__抜粋文__
-------
#人材管理
2023/09/06

【基礎編】グループウェアとは?多拠点大企業の人事業務DX化に活用できるポイントを紹介

目次

    企業内での情報共有やコミュニケーションを円滑なものにし、業務の効率化を実現するツールとして、グループウェアが注目を集めています。今回は多拠点企業がグループウェアを導入する際のメリット、他のツールとの違い、選定のポイント等について解説します。

    多拠点企業がグループウェアを導入する目的、メリットとは

    他拠点企業がグループウェアを導入する目的、メリットとは

    業務の効率化、高度化に向けたDXの取組みの一環としてグループウェアを導入する企業が増えています。

    グループウェアとはどんなものなのか、一般的な定義と多拠点企業が導入する際の目的、メリットを見ていきます。

    DXについて詳しく知りたい方は「DX推進を成功へ導くには?本当にあったDX失敗事例と活用事例」を合わせてご覧ください。

    グループウェアとは?定義について

    グループウェアは、企業内で情報共有やコミュニケーションを行うソフトウェア・アプリケーションをまとめたものを指します。

    その元祖は、1996年にIBMがリリースした「Lotus Notes(現 HCL Notes)」であり、20年以上経った現在では、操作性の向上により、ITの専門知識がなくても使えるようになりました。

    また、勤怠管理など既存の社内システムとも連携も可能になり、その汎用性が注目を集めています。

    グループウェアの基本機能

    次にグループウェアで具体的にどんなことができるか、代表的な機能をまとめました。

    • スケジュール

    個人とグループのスケジュール管理の機能です。カレンダー形式で表示され、会議等の日程・時間調整を容易に行うことができます。

    • 設備予約

    会議室等、企業の共用設備を一元的に管理できます。ウェブ上で予約、また予約状況の確認ができます。

    • オンライン会議

    グループウェアについているチャット機能を活用し、ウェブ環境でグループ会議が行えます。

    • ワークフロー

    社内の届出や申請について、作成から上司承認、担当部署への提出まで一連の手続きをウェブで実施できます。

    • ドキュメント管理

    社内規程、申請書類等の社内文書をウェブ上で一元管理できます。更新履歴が残るため、最新の履歴から過去の履歴に即時戻すことも可能です。

    • プロジェクト管理・共有

    プロジェクトごとにタスクの進捗をウェブで管理・共有できます。メンバー間で状況を確認できるため、タスクの遅延があった場合、フォローし易い環境を構築できます。

    グループウェア導入の目的

    導入の目的は企業が抱えている課題によって異なりますが、多拠点企業では、主に以下の3点に集約されます。

    この3点の目的を達成することで、従業員の生産性を向上させ、業績向上を実現することができます。
-------
__与えられた記録__
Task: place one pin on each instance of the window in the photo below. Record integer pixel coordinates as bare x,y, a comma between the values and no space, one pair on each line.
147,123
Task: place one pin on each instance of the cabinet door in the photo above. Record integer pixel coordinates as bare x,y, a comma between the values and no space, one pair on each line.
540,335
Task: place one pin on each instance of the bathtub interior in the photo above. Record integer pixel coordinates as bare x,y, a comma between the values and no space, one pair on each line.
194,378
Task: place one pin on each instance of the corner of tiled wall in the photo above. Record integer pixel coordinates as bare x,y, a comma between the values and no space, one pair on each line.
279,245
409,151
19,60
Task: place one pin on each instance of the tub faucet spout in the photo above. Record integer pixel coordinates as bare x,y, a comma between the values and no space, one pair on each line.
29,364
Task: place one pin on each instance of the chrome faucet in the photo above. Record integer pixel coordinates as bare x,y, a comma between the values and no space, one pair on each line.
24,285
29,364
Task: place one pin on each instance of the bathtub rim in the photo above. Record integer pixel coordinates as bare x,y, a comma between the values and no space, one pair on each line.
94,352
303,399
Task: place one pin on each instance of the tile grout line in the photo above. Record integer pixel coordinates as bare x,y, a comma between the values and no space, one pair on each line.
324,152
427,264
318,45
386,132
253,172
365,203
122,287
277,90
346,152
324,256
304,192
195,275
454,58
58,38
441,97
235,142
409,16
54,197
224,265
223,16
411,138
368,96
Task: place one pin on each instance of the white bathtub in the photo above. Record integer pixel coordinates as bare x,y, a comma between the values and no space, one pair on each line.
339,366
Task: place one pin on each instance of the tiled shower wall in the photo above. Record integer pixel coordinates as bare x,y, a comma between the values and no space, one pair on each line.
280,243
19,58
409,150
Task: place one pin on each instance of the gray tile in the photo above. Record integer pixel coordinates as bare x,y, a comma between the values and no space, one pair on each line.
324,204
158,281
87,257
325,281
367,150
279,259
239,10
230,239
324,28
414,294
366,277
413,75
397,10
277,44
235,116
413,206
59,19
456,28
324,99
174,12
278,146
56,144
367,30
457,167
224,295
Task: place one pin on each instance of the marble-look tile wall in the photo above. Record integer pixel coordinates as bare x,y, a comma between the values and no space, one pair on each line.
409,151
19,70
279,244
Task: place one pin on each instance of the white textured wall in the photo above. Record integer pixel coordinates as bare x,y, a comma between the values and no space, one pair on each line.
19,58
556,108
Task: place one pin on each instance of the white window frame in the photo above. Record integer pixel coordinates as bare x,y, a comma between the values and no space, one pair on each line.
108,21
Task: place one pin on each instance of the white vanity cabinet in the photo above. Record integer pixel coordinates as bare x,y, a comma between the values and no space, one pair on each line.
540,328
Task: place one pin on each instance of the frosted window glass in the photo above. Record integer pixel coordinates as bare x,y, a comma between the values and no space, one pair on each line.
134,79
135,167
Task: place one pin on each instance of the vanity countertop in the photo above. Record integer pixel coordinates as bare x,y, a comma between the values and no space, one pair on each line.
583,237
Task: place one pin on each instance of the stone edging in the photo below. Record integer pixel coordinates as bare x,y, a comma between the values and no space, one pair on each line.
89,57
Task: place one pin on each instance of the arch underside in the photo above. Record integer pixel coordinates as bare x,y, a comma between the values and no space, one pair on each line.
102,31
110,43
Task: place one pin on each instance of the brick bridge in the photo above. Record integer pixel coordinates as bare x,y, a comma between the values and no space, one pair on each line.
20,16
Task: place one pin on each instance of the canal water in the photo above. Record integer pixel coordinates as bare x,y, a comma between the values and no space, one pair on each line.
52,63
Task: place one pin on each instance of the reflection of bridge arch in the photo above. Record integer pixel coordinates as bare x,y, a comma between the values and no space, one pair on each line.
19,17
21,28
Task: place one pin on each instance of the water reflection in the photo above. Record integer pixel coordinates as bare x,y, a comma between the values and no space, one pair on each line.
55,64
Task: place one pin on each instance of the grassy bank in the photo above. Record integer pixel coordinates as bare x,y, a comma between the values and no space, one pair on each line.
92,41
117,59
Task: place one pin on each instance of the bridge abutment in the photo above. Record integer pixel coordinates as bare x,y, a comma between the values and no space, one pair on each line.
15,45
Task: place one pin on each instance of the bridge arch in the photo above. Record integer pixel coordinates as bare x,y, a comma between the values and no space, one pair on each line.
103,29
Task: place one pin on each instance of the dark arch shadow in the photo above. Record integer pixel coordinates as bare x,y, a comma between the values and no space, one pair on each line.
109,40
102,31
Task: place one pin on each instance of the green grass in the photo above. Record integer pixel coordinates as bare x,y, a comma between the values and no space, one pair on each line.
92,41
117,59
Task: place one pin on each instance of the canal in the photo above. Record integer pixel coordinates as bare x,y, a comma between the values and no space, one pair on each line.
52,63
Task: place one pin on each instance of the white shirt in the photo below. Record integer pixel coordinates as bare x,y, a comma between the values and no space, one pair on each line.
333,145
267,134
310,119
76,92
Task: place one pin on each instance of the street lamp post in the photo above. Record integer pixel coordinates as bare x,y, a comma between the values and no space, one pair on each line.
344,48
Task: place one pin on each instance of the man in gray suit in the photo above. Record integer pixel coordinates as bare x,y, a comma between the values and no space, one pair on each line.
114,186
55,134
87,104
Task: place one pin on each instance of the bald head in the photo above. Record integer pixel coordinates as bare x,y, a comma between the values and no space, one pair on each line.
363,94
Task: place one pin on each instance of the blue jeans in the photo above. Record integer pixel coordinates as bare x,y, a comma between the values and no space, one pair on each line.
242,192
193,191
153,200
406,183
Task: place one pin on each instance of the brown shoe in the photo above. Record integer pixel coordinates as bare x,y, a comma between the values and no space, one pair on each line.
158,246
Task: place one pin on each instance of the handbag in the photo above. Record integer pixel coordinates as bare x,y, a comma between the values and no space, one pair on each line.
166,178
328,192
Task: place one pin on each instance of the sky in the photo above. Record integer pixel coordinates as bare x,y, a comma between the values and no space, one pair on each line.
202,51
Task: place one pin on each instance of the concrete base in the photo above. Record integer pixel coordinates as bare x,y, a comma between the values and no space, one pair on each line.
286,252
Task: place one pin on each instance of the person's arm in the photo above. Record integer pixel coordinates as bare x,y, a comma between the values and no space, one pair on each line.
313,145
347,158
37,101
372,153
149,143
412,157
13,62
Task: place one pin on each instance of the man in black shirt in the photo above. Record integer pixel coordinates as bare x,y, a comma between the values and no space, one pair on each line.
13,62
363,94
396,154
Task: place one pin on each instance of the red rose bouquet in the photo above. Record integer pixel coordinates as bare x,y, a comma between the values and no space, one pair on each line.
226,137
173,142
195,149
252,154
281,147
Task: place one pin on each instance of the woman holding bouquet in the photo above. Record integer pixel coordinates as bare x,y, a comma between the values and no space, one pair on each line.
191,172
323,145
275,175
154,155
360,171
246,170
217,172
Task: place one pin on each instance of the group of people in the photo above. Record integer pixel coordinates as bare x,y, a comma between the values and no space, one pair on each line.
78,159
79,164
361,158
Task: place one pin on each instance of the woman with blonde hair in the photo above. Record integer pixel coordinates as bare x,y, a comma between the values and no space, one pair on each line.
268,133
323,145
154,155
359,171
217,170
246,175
-------
__練習問題__
[a] 記録の中から、「arch」という文字列を含む行をすべて集めなさい。
[b] グループウェアについての文章を、最後の文の続きから先へ書き進めなさい。
グループウェアについての文章と記録は、互いに関係がありません。

__解答一覧__
[a]
Task: place one pin on each instance of the arch underside in the photo above. Record integer pixel coordinates as bare x,y, a comma between the values and no space, one pair on each line.
Task: place one pin on each instance of the reflection of bridge arch in the photo above. Record integer pixel coordinates as bare x,y, a comma between the values and no space, one pair on each line.
Task: place one pin on each instance of the bridge arch in the photo above. Record integer pixel coordinates as bare x,y, a comma between the values and no space, one pair on each line.
Task: place one pin on each instance of the dark arch shadow in the photo above. Record integer pixel coordinates as bare x,y, a comma between the values and no space, one pair on each line.

[b]
    • 情報共有の促進

    従業員数が多く、拠点数が多い会社ほど、情報を短時間で共有することは困難です。グループウェアは、場所を問わず、情報を即時共有できるため、情報共有を促進できます。

    • 業務効率化

    業務の種類によって、スケジュールや申請・届出、ドキュメントの管理手段、管理方法が異なると確認に工数を取られます。グループウェアを導入すると、そうした情報がすべて一元化されるため、確認の工数が減り、業務効率化につながります。

    • コミュニケーションの促進

    従業員数が多く、拠点が多い会社ほど、対面でコミュニケーションする機会は限られます。コロナ禍におけるテレワークの浸透もあり、その傾向は益々顕著になっています。
    コミュニケーションの機会が減少するとチーム内の人間関係の構築や、情報共有に支障を及ぼします。
    グループウェアを導入すると人数・場所を問わず、メッセージを円滑にかつ即時交換できるため、コミュニケーションの促進につながります。

    グループウェア導入のメリット

    目的とは別にグループウェア導入により、もたらされるメリットは以下の2点です。

    • 業務の進捗状況の可視化

    マネジメントの観点から、部下の人数が多く、テレワーク等で個々の勤務場所が同じでない場合、業務の状況把握が困難です。
    グループウェアを導入すると、個々の業務の期限や現在の進捗状況を即座に確認・共有できます。メンバー間の業務分担を適宜見直し、組織の業務効率化につなげることができます。

    • コストの削減

    申請・届出、ドキュメントの管理を紙で行っていた場合、保管スペース確保や印刷にかかるコストを削減できます。
    また、異なるシステムで管理していた機能をグループウェアに切り替えることでシステムの運用保守にかかるコストも削減することができます。

    他のコミュニケーションツールとの違い

    他のコミュニケーションツールとの違い

    次にコミュニケーションツールの観点から、グループウェアが他のツールと比べて優れている点を説明していきます。

    メールとの違い

    メールは相手や内容を問わず、情報を伝達できる便利なツールですが、問題点もあります。グループウェアであれば、その問題点を解消できます。

    • 確実な情報伝達

    送信者が複数人にメールを送る場合、宛先の設定に抜け漏れがあると、情報を受け取れない従業員が出てきます。
    従業員数が多い企業の場合、往々にして発生します。グループウェアでは、最初に発信する範囲を指定すれば、都度宛先を設定する必要がなく、抜け漏れを防ぐことができます。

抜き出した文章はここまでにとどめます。